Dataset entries
-- Opening Marker --

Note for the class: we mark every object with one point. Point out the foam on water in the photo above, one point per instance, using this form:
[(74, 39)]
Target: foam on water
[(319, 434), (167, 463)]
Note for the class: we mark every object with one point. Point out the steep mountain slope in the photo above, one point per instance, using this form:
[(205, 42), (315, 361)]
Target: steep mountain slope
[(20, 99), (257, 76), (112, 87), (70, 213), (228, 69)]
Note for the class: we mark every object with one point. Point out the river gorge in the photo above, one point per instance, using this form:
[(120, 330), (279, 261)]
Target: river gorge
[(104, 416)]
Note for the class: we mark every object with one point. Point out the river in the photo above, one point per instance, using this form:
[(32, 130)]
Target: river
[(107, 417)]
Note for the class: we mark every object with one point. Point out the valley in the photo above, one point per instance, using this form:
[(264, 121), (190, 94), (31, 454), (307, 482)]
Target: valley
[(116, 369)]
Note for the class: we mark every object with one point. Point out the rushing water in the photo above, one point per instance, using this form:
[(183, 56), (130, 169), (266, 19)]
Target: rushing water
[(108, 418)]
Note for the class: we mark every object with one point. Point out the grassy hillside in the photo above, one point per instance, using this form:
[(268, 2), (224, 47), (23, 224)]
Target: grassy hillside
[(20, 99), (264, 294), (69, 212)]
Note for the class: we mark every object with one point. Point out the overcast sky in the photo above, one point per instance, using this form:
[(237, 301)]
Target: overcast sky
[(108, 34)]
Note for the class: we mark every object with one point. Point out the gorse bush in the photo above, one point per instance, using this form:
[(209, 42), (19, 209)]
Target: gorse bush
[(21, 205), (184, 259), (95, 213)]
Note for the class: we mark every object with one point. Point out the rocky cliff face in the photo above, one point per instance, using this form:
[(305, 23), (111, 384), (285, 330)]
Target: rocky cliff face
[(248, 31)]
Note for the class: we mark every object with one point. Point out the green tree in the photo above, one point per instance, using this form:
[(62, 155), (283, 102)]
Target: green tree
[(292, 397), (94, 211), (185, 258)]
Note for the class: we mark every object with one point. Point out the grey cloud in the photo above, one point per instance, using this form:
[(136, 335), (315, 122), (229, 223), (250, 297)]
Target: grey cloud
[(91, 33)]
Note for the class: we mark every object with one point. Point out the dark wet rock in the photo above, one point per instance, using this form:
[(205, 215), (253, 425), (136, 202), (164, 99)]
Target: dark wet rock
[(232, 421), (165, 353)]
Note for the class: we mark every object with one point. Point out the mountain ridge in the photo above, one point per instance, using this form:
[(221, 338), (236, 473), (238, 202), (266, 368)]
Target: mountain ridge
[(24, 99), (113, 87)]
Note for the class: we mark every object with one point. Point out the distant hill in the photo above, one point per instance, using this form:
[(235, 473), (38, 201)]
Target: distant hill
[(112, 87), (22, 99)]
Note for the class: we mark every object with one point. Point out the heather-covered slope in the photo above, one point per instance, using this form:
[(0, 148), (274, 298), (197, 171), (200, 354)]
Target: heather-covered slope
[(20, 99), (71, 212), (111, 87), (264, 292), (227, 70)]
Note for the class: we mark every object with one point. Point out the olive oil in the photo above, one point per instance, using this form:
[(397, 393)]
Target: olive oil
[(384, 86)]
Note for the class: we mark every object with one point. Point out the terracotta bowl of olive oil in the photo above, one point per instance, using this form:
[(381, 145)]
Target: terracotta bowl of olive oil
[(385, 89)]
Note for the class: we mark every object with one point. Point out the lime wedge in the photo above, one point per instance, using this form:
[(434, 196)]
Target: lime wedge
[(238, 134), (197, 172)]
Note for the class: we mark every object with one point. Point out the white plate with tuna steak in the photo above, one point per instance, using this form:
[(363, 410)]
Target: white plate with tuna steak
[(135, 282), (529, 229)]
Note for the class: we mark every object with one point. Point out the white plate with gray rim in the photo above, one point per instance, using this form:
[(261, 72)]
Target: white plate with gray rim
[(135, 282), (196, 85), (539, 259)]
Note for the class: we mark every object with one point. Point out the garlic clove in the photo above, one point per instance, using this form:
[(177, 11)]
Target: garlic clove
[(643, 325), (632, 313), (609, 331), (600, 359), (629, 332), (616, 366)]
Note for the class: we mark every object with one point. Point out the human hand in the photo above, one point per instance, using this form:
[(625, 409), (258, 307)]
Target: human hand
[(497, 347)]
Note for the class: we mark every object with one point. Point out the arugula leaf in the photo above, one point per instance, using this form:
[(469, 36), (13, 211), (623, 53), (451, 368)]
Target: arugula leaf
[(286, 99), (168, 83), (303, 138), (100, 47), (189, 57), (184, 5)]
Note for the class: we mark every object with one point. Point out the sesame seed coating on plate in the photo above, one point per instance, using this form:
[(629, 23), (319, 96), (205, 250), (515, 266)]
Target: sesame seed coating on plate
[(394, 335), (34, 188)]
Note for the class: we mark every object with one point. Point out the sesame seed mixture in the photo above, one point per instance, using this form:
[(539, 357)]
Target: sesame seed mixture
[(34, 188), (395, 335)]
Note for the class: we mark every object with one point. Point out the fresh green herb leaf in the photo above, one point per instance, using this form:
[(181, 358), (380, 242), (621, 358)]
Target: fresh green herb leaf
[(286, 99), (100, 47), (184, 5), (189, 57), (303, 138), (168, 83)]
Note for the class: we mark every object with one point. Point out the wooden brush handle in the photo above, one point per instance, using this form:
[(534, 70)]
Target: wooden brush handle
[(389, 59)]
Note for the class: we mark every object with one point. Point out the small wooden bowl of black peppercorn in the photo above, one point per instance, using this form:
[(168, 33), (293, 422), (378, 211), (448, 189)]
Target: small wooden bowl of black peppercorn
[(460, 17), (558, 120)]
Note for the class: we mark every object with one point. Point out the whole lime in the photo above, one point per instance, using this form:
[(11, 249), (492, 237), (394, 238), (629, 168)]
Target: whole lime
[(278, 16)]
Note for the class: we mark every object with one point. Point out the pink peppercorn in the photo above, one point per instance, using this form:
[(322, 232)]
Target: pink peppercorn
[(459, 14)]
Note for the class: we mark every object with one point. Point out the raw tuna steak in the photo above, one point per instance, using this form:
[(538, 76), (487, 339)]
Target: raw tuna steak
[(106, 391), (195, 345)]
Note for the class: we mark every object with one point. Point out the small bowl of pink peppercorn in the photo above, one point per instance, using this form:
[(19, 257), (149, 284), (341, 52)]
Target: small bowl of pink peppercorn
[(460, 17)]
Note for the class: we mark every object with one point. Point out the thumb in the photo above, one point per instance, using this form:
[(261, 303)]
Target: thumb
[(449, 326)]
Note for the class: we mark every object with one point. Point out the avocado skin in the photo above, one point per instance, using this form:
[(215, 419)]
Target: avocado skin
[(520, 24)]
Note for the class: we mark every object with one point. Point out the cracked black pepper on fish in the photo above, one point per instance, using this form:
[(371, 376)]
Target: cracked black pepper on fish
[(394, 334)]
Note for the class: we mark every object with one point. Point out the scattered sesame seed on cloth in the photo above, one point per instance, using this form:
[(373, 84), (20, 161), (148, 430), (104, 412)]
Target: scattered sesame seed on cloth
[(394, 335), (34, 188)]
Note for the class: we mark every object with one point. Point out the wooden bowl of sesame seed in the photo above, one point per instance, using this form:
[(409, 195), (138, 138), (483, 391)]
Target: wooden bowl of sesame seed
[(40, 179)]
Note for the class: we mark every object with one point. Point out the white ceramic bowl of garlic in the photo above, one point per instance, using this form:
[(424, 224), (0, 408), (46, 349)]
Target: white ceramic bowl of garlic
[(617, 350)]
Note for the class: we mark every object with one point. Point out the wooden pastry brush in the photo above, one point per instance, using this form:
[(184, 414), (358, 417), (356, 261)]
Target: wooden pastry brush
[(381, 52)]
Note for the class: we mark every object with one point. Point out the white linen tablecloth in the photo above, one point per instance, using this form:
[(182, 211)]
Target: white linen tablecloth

-- Closing Marker --

■ EXERCISE DETAILS: Would you retype all of the lines shown above, exactly as given?

■ WRITTEN RESPONSE:
Note for the class: we mark every object with one point. Point out the foam on water in the photo above, one point per instance, using this form:
[(74, 39)]
Target: foam on water
[(319, 434), (167, 463)]
Note for the class: we mark every object with one point. Point out the steep mountain slope in the photo above, one point per instance, using this form:
[(205, 42), (315, 361)]
Target: steep mountain slope
[(20, 99), (257, 76), (112, 87), (70, 213), (228, 69)]
Note for the class: we mark every object with one point. Point out the river gorge in the photo above, one point per instance, using this form:
[(120, 330), (279, 261)]
Target: river gorge
[(104, 416)]
Note for the class: we mark every object with one point. Point out the river in the photo above, one point per instance, using this form:
[(32, 130)]
Target: river
[(107, 417)]
Note for the class: we mark every object with one point. Point out the valley in the photo above, one point per instance, using this form:
[(264, 121), (190, 94), (31, 454), (307, 482)]
Target: valley
[(116, 369)]
Note for the class: we mark every object with one point. Point out the rushing water in the photo above, one point per instance, using this form:
[(183, 56), (130, 169), (266, 19)]
Target: rushing water
[(108, 418)]
Note for the class: we mark every object with one point. Point out the grassy hillside in the photo above, one point per instance, using this form:
[(268, 2), (224, 47), (23, 224)]
Target: grassy hillside
[(20, 99), (264, 294), (69, 212)]
Note for the class: we mark every object with one point. Point out the overcast sky in the photo above, one point per instance, using this form:
[(237, 301)]
Target: overcast sky
[(108, 34)]
Note for the class: we mark every object with one point. Point out the gorse bush in the photo above, one point per instance, using this form:
[(209, 42), (19, 209)]
Target: gorse bush
[(21, 205), (184, 259), (95, 213)]
Note for the class: we mark every object with one point. Point out the rocky cliff face in the photo above, one point per instance, using this form:
[(305, 23), (111, 384), (285, 330)]
Target: rocky cliff face
[(248, 31)]
Note for the class: we mark every object with one point. Point out the green tree in the photo above, one point per instance, using this form:
[(62, 155), (283, 102)]
Target: green tree
[(292, 397), (94, 211), (185, 258)]
Note for the class: we mark every object with one point. Point out the grey cloud in the photo above, one point per instance, using this form:
[(136, 335), (315, 122), (229, 223), (250, 297)]
Target: grey cloud
[(91, 33)]
Note for the class: we mark every object with one point. Point out the dark wet rock in the photo above, one point per instance, using this form:
[(205, 215), (253, 425), (136, 202), (164, 99)]
Target: dark wet rock
[(232, 421), (165, 353)]
Note for the class: we mark every object with one point. Point out the mountain ridge in the photo above, one point per instance, using this form:
[(221, 338), (236, 473), (238, 202), (266, 368)]
Target: mountain ridge
[(24, 99), (113, 87)]
Note for the class: we mark every object with one point. Point out the distant hill in the photo above, one point per instance, using this form:
[(235, 473), (38, 201)]
Target: distant hill
[(112, 87), (22, 99)]
Note for the class: we mark every object with one point. Point out the heather-covered slope in the photo above, one point per instance, using this form:
[(0, 148), (274, 298), (197, 171), (200, 354)]
Target: heather-covered slope
[(20, 99), (71, 212), (111, 87), (264, 292), (227, 70)]
Note for the class: we mark every object with one point. Point out the olive oil in the photo above, one point per instance, using this form:
[(397, 393)]
Target: olive oil
[(384, 86)]
Note for the class: we mark every object with one point. Point out the terracotta bowl of olive oil in the photo above, one point per instance, using this form:
[(381, 145)]
Target: terracotta bowl of olive oil
[(385, 89)]
Note for the class: we mark every object with one point. Point out the lime wedge in the photo above, one point per instance, using this form:
[(434, 196)]
Target: lime wedge
[(238, 134), (197, 172)]
Note for the class: we mark every object with one point. Point out the white plate with tuna steak in the photo above, one point per instance, using this form:
[(363, 410)]
Target: white plate with tuna steak
[(135, 282), (529, 229)]
Note for the class: we mark every object with one point. Point out the white plate with gray rim in the photo above, one point per instance, using this form:
[(261, 72)]
Target: white plate with gray rim
[(135, 282), (196, 85), (539, 259)]
Note for the class: we mark every object with one point. Point out the garlic clove in the photo above, one point per instance, using this form:
[(177, 11)]
Target: garlic clove
[(643, 325), (632, 313), (609, 331), (600, 359), (629, 332), (616, 366)]
Note for the class: we mark every object with one point. Point out the human hand in the photo above, one point per instance, using this form:
[(625, 409), (258, 307)]
Target: human hand
[(497, 347)]
Note for the class: we mark every object with one point. Point out the arugula leaf in the photo above, one point per instance, using this form:
[(469, 36), (13, 211), (623, 53), (451, 368)]
Target: arugula leaf
[(286, 99), (168, 83), (303, 138), (100, 47), (189, 57), (184, 5)]
Note for the class: we mark every object with one point. Point out the sesame seed coating on plate in the photo above, one point per instance, using this form:
[(629, 23), (319, 96), (205, 250), (515, 266)]
Target: sesame seed coating on plate
[(394, 335), (34, 188)]
Note for the class: we mark every object with one point. Point out the sesame seed mixture in the photo above, one point per instance, using this form:
[(539, 357)]
Target: sesame seed mixture
[(34, 188), (395, 335)]
Note for the class: we mark every object with one point. Point out the fresh green herb leaf in the photo above, one point per instance, using this form:
[(181, 358), (380, 242), (621, 358)]
Target: fresh green herb leaf
[(286, 99), (100, 47), (184, 5), (189, 57), (303, 138), (168, 83)]
Note for the class: we mark every object with one point. Point out the wooden brush handle in the photo above, one point per instance, using this form:
[(534, 70)]
Target: wooden brush handle
[(389, 59)]
Note for the class: we mark every object with one point. Point out the small wooden bowl of black peppercorn in the photo above, one point per instance, using this form:
[(168, 33), (293, 422), (378, 211), (448, 189)]
Target: small wooden bowl of black peppercorn
[(460, 17), (558, 120)]
Note for the class: we mark every object with one point. Point out the whole lime in the photo above, one point per instance, using this form:
[(11, 249), (492, 237), (394, 238), (629, 168)]
Target: whole lime
[(278, 16)]
Note for the class: we mark every object with one point. Point out the pink peppercorn in the photo above, one point per instance, using this form:
[(322, 232)]
Target: pink peppercorn
[(459, 14)]
Note for the class: we mark every object with one point. Point out the raw tuna steak in the photo above, one point per instance, using this form:
[(538, 76), (487, 339)]
Target: raw tuna steak
[(106, 391), (195, 345)]
Note for the class: we mark every object with one point. Point out the small bowl of pink peppercorn in the photo above, one point per instance, using this form:
[(19, 257), (149, 284), (341, 52)]
Target: small bowl of pink peppercorn
[(460, 17)]
Note for the class: we mark every object with one point. Point out the thumb in the photo above, one point per instance, using this form:
[(261, 303)]
Target: thumb
[(449, 326)]
Note for the class: we mark every object with one point. Point out the avocado skin in the photo above, one point per instance, using this form:
[(215, 419)]
Target: avocado skin
[(520, 24)]
Note for the class: we mark every object with one point. Point out the cracked black pepper on fish in the photo above, one point per instance, using this form:
[(371, 376)]
Target: cracked black pepper on fish
[(394, 334)]
Note for the class: we mark every object with one point. Point out the scattered sesame seed on cloth in the photo above, one point per instance, using this form:
[(373, 84), (20, 161), (148, 430), (104, 412)]
Target: scattered sesame seed on cloth
[(394, 335), (34, 188)]
Note for the class: we mark every object with one point. Point out the wooden bowl of sesame seed in the photo above, one point per instance, using this form:
[(409, 195), (138, 138), (483, 391)]
Target: wooden bowl of sesame seed
[(40, 179)]
Note for the class: we mark every object with one point. Point out the white ceramic bowl of garlic in the photo above, one point per instance, using this form:
[(424, 224), (0, 408), (46, 349)]
Target: white ceramic bowl of garlic
[(617, 350)]
Note for the class: we mark every object with one point. Point out the wooden pastry brush in the photo above, one point per instance, using this form:
[(184, 414), (358, 417), (356, 261)]
Target: wooden pastry brush
[(381, 52)]
Note for the class: we mark every object with one point. Point out the white linen tablecloth in the photo above, one point per instance, using this form:
[(182, 211)]
Target: white linen tablecloth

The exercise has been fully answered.